Given instruction 1 - In the excerpt on the ST trick in Scala, which Scala feature does the slightly different encoding use to achieve the same region safety?

Source document -
Our example program prog
has the right type and is parametric enough, so we can call runST
:
runST { prog }
Remark
In fact, since SAMs don’t work for rank-2 types like
Program
we actually need to writerunST { new Program[Int] { def apply[S] = prog[S] } }
However, for conciseness, I sometimes pretend that we can write
runSt { prog }
.
The idea behind the ST-trick now is the following: since programs have to work for all scopes
(notice the type parameter Scope
on Program.apply
) references introduced
in one scope cannot be used in a different scope. For example, we can try to leak a
reference like:
var leak: Ref[_] = _
runST {
new Program[Unit] {
def apply[S] = for { r <- Ref[S](0); _ = leak = r } yield ()
}
}
However, the type variable S
is not in scope outside of runST
and thus we can
only use an existential Ref[_]
to express “it is a reference for some scope which don’t know”.
References thus can escape but can never be used again outside of
the call to runST
. That is, the following does not type check:
runST {
new Program[Int] { def apply[S] = leak.get }
// ^^^^^^^^
// found: ST[Int, _]
// required: ST[Int, S]
}
The existential type cannot be unified with S
!
The rank-2 type thus ensures that we can free the allocated resources after executing runST
since they never can be used in any other call to runST
.
Remark
In the setting of delimited control, Dybvig et al. (2007) use the same trick to prevent prompts from escaping the region of one
run
.
The same region safety can be achieved with a slightly different encoding
using Scala’s support for singleton types.
We can express the interfaces of ST
and Ref
exactly as before, but use a
different definition for Program
:
trait Scope {}
trait Program[+R] {
def apply(scope: Scope): ST[R, scope.type]
}
This way, the rank-2 universal quantification effectively moves from the type-level to the term-level.
Using ST
now looks like
def prog(scope: Scope): ST[Int, scope.type] = for {
r <- Ref[scope.type](0)
x <- r.get
_ <- r.put(x + 1)
y <- r.get
} yield y
runST[Int] { prog }
Additionally, we can improve type inference a bit by making Ref
a member of Scope
:
trait Scope { scope =>
trait Ref {
def get: ST[Int, scope.type]
def put(value: Int): ST[Unit, scope.type]
}
def Ref(value: Int): ST[Ref, scope.type]
}
The user program then changes to
def prog(scope: Scope): ST[Int, scope.type] = for {
r <- /*>>>*/ scope.Ref(0) /*<<<*/
x <- r.get
_ <- r.put(x + 1)

Given instruction 2 - Report every line of the records that contains the word "blazer".

Rows from a pointing dataset

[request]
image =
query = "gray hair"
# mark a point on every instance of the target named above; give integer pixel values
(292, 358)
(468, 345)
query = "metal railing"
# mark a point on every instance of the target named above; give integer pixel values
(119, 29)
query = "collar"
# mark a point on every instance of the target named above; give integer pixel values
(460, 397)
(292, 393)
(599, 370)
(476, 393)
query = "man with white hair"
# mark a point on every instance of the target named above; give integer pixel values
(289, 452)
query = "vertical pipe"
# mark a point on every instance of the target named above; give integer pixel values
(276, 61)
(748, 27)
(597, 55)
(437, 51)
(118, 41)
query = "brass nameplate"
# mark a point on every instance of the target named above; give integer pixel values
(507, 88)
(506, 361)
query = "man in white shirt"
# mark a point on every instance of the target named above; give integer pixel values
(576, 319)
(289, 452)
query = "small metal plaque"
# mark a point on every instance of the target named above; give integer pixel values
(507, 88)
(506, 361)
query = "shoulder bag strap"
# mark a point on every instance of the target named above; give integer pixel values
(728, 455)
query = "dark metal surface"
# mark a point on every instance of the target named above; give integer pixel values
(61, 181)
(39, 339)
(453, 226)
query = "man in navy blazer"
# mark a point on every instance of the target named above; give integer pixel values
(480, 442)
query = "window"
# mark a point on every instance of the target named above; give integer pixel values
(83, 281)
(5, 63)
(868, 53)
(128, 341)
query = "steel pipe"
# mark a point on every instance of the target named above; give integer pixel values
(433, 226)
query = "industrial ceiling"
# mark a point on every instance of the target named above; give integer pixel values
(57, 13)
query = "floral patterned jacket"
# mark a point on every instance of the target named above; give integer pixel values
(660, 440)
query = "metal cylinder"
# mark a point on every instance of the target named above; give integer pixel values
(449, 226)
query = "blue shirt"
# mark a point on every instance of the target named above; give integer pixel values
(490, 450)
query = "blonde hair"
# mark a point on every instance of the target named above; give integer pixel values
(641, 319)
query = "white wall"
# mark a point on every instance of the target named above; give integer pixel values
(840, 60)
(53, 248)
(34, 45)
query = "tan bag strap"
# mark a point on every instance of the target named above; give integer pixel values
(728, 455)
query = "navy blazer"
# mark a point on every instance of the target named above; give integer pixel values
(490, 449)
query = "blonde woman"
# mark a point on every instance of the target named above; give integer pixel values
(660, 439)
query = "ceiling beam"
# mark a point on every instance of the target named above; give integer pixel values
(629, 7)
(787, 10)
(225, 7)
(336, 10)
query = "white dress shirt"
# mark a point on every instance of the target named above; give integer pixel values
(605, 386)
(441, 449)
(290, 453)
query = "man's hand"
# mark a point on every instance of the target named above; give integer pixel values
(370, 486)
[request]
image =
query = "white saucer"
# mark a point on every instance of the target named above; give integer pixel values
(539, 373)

Right answer 1 - Scala's support for singleton types.

Right answer 2 -
query = "man in navy blazer"
query = "navy blazer"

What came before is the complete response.